**Records for the task**
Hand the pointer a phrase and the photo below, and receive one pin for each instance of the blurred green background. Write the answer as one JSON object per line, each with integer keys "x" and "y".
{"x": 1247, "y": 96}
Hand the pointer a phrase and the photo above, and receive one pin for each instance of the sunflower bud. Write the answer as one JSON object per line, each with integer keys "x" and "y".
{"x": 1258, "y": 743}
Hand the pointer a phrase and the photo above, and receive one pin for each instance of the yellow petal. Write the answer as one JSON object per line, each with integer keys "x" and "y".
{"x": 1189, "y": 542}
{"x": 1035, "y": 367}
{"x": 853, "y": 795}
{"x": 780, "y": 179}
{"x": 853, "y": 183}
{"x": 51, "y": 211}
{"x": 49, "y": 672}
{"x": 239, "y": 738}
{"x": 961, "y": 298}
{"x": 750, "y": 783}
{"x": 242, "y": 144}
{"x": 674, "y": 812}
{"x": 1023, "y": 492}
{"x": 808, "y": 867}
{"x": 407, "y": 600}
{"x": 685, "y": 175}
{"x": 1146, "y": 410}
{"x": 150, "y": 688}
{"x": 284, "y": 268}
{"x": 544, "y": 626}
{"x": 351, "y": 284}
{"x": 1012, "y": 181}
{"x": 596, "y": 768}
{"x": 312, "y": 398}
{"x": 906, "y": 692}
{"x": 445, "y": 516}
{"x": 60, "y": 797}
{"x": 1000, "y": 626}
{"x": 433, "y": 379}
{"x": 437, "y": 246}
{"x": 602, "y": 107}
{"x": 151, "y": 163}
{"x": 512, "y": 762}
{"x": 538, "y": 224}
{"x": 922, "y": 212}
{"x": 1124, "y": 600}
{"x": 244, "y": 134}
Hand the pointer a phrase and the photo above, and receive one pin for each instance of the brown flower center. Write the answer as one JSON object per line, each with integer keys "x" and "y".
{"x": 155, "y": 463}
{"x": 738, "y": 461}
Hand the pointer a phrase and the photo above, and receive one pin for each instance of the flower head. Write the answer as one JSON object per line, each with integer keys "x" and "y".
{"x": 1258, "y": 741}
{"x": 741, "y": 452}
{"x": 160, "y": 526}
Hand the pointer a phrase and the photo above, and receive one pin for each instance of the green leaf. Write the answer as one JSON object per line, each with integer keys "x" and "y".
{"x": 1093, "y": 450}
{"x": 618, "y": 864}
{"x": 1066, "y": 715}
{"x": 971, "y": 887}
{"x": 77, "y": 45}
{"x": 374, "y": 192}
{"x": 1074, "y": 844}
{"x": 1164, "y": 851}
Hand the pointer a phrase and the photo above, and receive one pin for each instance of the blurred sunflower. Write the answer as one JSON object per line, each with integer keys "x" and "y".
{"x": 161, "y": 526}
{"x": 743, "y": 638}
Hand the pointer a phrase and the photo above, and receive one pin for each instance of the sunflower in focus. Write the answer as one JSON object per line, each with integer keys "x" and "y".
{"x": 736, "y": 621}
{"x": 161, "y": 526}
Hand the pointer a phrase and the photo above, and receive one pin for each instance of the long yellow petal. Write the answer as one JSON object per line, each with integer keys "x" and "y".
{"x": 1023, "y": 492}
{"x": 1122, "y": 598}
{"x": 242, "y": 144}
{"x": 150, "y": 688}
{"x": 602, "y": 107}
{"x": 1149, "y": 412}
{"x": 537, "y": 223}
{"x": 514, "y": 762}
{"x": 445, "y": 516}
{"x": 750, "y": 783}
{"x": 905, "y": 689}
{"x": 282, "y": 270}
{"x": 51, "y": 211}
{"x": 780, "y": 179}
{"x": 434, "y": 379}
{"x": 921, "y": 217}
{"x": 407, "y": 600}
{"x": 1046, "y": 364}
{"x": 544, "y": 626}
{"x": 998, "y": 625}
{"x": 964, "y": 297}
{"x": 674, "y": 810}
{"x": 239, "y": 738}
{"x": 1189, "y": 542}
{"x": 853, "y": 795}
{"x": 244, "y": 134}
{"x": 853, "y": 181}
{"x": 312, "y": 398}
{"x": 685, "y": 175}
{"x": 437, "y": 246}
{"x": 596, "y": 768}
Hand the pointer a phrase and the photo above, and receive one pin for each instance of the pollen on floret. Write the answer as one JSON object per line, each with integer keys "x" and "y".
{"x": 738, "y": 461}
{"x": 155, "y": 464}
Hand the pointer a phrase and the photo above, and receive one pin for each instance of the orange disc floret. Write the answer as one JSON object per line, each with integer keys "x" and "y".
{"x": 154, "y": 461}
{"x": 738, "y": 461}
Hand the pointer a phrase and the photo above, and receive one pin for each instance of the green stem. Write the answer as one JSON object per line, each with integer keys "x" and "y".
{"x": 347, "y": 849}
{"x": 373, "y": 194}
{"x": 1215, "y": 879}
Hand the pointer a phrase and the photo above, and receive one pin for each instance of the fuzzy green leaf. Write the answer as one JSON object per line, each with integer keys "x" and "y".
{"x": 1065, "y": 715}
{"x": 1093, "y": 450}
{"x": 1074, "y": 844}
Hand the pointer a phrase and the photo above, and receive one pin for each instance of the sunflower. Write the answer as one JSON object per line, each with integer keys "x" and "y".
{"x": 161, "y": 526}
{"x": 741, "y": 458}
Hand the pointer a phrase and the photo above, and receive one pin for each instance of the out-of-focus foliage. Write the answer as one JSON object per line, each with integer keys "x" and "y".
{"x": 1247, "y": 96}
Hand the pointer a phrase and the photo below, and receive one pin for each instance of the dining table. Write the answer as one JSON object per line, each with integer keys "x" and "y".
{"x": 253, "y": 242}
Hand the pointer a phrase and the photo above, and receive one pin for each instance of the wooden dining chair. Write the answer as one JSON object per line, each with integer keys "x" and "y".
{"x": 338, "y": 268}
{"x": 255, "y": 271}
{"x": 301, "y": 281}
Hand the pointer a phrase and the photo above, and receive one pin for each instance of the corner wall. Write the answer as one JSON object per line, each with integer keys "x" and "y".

**Task to complete**
Across the whole listing, every line must be copied exactly.

**Output of the exercise**
Hand the pointer a phrase and the photo below, and receive one pin for each instance of the blurred green background. Write the answer as one JSON object per line, each with integer keys "x" and "y".
{"x": 1247, "y": 96}
Hand the pointer a phrase and the photo above, and receive one pin for each instance of the sunflower bud. Write the answer as one JSON object per line, each with integer keys "x" and "y".
{"x": 1258, "y": 743}
Hand the pointer a phrase and the photo above, and receive one pin for each instance of the yellow petal. Write the answer as one JSON object per line, each with integer keys "x" and "y".
{"x": 1189, "y": 542}
{"x": 1035, "y": 367}
{"x": 853, "y": 795}
{"x": 780, "y": 179}
{"x": 853, "y": 183}
{"x": 51, "y": 211}
{"x": 49, "y": 672}
{"x": 239, "y": 738}
{"x": 961, "y": 298}
{"x": 750, "y": 783}
{"x": 242, "y": 144}
{"x": 674, "y": 812}
{"x": 1023, "y": 492}
{"x": 808, "y": 867}
{"x": 407, "y": 600}
{"x": 685, "y": 175}
{"x": 1146, "y": 410}
{"x": 150, "y": 688}
{"x": 284, "y": 268}
{"x": 544, "y": 626}
{"x": 351, "y": 284}
{"x": 1012, "y": 181}
{"x": 596, "y": 768}
{"x": 312, "y": 398}
{"x": 906, "y": 692}
{"x": 445, "y": 516}
{"x": 60, "y": 797}
{"x": 1000, "y": 626}
{"x": 433, "y": 379}
{"x": 437, "y": 246}
{"x": 602, "y": 107}
{"x": 151, "y": 163}
{"x": 512, "y": 762}
{"x": 538, "y": 224}
{"x": 922, "y": 212}
{"x": 1124, "y": 600}
{"x": 244, "y": 134}
Hand the pointer a phrase and the photo above, and receive one pin for each instance of the brown flower center. Write the answer as one JSON object per line, each with integer keys "x" and "y".
{"x": 155, "y": 463}
{"x": 738, "y": 461}
Hand the pointer a phrase and the photo above, and receive one pin for each instance of the flower head. Write the answer as one JSON object per line, each with integer keys "x" and "y".
{"x": 1258, "y": 741}
{"x": 741, "y": 452}
{"x": 160, "y": 526}
Hand the pointer a phrase and the photo above, and receive one pin for each instance of the green leaf. Write the answer as one JSON object per line, each with integer keys "x" and "y".
{"x": 1093, "y": 450}
{"x": 618, "y": 864}
{"x": 1066, "y": 715}
{"x": 971, "y": 887}
{"x": 77, "y": 45}
{"x": 374, "y": 192}
{"x": 1074, "y": 844}
{"x": 1164, "y": 851}
Hand the pointer a phrase and the photo above, and receive one pin for each instance of the blurred sunflower. Write the answer as one JSON object per line, each with integer keys "x" and "y".
{"x": 161, "y": 526}
{"x": 743, "y": 638}
Hand the pointer a phrase and the photo above, and receive one pin for each instance of the sunflower in focus. Write the answer as one JSON object per line, each with integer keys "x" and "y".
{"x": 736, "y": 621}
{"x": 161, "y": 526}
Hand the pointer a phrase and the photo above, and receive one pin for each instance of the long yellow petal. Write the answer as one JSON object per line, each with integer keys "x" and "y".
{"x": 1023, "y": 492}
{"x": 1122, "y": 598}
{"x": 242, "y": 144}
{"x": 150, "y": 688}
{"x": 602, "y": 107}
{"x": 1149, "y": 412}
{"x": 537, "y": 223}
{"x": 514, "y": 762}
{"x": 445, "y": 516}
{"x": 750, "y": 783}
{"x": 905, "y": 689}
{"x": 282, "y": 270}
{"x": 51, "y": 211}
{"x": 780, "y": 179}
{"x": 434, "y": 379}
{"x": 921, "y": 217}
{"x": 407, "y": 600}
{"x": 1046, "y": 364}
{"x": 544, "y": 626}
{"x": 998, "y": 625}
{"x": 964, "y": 297}
{"x": 674, "y": 810}
{"x": 239, "y": 738}
{"x": 1189, "y": 542}
{"x": 853, "y": 795}
{"x": 244, "y": 134}
{"x": 853, "y": 181}
{"x": 312, "y": 398}
{"x": 685, "y": 175}
{"x": 437, "y": 246}
{"x": 596, "y": 768}
Hand the pointer a phrase and the photo above, and receive one pin for each instance of the pollen on floret. Write the answer as one JSON object per line, each with integer keys "x" and "y".
{"x": 738, "y": 461}
{"x": 155, "y": 464}
Hand the pointer a phrase and the photo above, and receive one pin for each instance of the orange disc floret. Write the answer as one JSON object per line, each with integer keys "x" and "y".
{"x": 154, "y": 461}
{"x": 738, "y": 461}
Hand the pointer a phrase and the photo above, and receive one pin for each instance of the green stem. Write the answer as one JSON object per line, each with integer keys "x" and "y".
{"x": 347, "y": 849}
{"x": 373, "y": 194}
{"x": 1215, "y": 879}
Hand the pointer a phrase and the photo above, and receive one pin for each instance of the fuzzy green leaf. Write the answer as one JSON object per line, each with integer keys "x" and "y".
{"x": 1065, "y": 715}
{"x": 1093, "y": 450}
{"x": 1074, "y": 844}
Hand the pointer a phrase and the photo above, and receive one pin for each instance of the sunflower. Write the answer as one JSON object per line, each with integer keys "x" and "y".
{"x": 161, "y": 526}
{"x": 741, "y": 458}
Hand the pointer a phrase and the photo above, and receive one pin for each instance of the out-of-focus foliage. Write the answer as one JSON object per line, each with integer keys "x" and "y".
{"x": 1247, "y": 96}
Hand the pointer a phrase and the photo below, and receive one pin for each instance of the dining table. Write the answer as one JSON object per line, each with integer keys "x" and "y".
{"x": 253, "y": 242}
Hand the pointer a phrase and the photo above, and receive one pin for each instance of the wooden dining chair. Write the answer as one JSON object per line, each with integer keys "x" and "y".
{"x": 338, "y": 268}
{"x": 255, "y": 271}
{"x": 301, "y": 281}
Hand the pointer a phrase and the photo above, and receive one pin for each instance of the corner wall. Write the answer as one JSON object per line, each with integer keys "x" and "y".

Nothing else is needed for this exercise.